* _Extract provided_
The votes by members of the Committee on Advanced Information Technology, the Internet and Cybersecurity mark an example of senators exercising a rules reform designed to give senators more power over the flow of Senate bills, which over the years have at times gotten hung up in House-controlled joint committees.

The bills that secured favorable votes on May 12 call for an omnibus Data Privacy Act (S. 2516), ban the sale of cellphone location information (S. 197), address surveillance pricing in grocery stores (S. 2515), implement annual public employee cybersecurity training (S. 49), and protect personal biometric data (S. 43). The bills were heard at the joint committee’s only hearing so far on April 9.

“We reviewed all the bills that we had in committee, and we prioritized the bills that we thought should be prioritized sooner rather than later,” committee co-chair Sen. Michael Moore told State House News Service. “Some looking at the economic and maybe the political landscape here in the state and also nationally. Privacy, if you look at what’s going on across the country now — and I should specifically say, yes, in Washington — and with private companies getting access to individuals’ personal information, and then we can see the issue with cyber breaches that have been happening.”

* _Data to examine_
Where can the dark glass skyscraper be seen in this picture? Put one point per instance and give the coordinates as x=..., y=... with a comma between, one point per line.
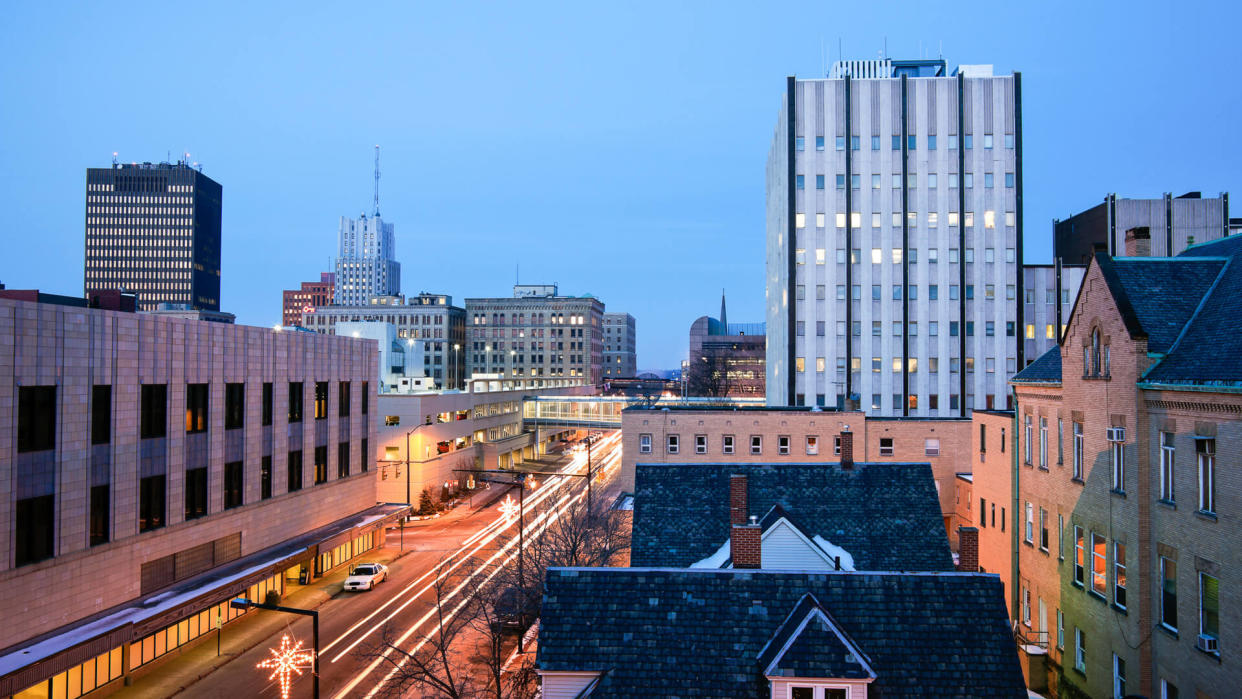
x=154, y=230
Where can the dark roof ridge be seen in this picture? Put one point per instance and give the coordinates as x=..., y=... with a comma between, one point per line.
x=1107, y=267
x=771, y=571
x=1190, y=322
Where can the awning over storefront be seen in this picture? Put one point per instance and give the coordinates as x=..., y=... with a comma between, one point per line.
x=54, y=652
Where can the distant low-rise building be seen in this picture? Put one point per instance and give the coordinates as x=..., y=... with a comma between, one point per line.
x=754, y=435
x=306, y=299
x=155, y=468
x=1127, y=570
x=1175, y=224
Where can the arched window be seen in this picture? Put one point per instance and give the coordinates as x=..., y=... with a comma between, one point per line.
x=1094, y=351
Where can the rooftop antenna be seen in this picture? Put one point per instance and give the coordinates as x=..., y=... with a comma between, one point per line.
x=376, y=179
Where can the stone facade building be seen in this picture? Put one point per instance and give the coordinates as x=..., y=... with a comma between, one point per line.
x=1128, y=549
x=311, y=296
x=429, y=318
x=894, y=237
x=620, y=347
x=159, y=467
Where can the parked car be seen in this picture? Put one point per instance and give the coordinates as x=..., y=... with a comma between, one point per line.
x=365, y=576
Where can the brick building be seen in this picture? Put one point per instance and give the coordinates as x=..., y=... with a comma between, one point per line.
x=1128, y=571
x=306, y=299
x=159, y=467
x=791, y=435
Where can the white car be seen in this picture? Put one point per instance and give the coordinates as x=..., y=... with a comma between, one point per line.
x=365, y=576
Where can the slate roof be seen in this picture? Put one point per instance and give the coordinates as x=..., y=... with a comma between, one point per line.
x=661, y=632
x=1209, y=353
x=1043, y=370
x=1156, y=296
x=887, y=515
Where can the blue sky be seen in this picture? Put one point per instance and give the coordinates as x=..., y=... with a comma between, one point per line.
x=614, y=148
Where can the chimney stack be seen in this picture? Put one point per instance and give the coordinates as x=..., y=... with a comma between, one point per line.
x=745, y=545
x=1138, y=242
x=738, y=505
x=968, y=549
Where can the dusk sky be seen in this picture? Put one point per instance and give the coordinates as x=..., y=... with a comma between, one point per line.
x=615, y=149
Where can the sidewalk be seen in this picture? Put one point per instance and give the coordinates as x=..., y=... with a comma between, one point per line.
x=173, y=674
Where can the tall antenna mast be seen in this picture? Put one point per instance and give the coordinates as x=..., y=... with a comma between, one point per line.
x=376, y=179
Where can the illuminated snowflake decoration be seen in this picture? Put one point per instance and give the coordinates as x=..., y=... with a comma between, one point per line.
x=508, y=508
x=286, y=662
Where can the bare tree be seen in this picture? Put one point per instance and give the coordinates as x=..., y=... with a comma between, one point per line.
x=437, y=666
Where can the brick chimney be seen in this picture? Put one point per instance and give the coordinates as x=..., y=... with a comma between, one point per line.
x=968, y=549
x=1138, y=242
x=738, y=505
x=745, y=545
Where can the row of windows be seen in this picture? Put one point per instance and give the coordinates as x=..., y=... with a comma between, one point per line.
x=912, y=180
x=989, y=401
x=912, y=219
x=912, y=142
x=36, y=410
x=1036, y=451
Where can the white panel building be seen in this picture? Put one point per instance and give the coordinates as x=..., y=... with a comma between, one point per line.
x=367, y=265
x=894, y=236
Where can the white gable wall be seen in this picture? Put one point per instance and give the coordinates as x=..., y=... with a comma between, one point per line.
x=784, y=548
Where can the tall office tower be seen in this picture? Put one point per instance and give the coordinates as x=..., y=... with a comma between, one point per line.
x=620, y=355
x=894, y=236
x=311, y=296
x=154, y=230
x=1174, y=222
x=367, y=266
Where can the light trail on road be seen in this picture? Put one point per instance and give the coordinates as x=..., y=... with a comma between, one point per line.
x=553, y=483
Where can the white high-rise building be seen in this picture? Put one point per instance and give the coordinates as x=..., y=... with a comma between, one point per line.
x=367, y=266
x=894, y=237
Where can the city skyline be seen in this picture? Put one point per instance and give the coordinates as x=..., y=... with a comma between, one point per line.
x=655, y=145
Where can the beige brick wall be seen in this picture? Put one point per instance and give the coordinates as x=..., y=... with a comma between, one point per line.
x=909, y=438
x=75, y=349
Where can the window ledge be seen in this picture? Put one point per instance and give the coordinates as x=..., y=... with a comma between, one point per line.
x=1215, y=656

* _Exercises_
[1] Quote everything in the passage on the committee votes from "The bills that secured" down to "on April 9.".
[2] According to the passage on the committee votes, on what date did the joint committee hold its only hearing so far?
None of the data is needed here.

* _Task answers_
[1]
The bills that secured favorable votes on May 12 call for an omnibus Data Privacy Act (S. 2516), ban the sale of cellphone location information (S. 197), address surveillance pricing in grocery stores (S. 2515), implement annual public employee cybersecurity training (S. 49), and protect personal biometric data (S. 43). The bills were heard at the joint committee’s only hearing so far on April 9.

[2] April 9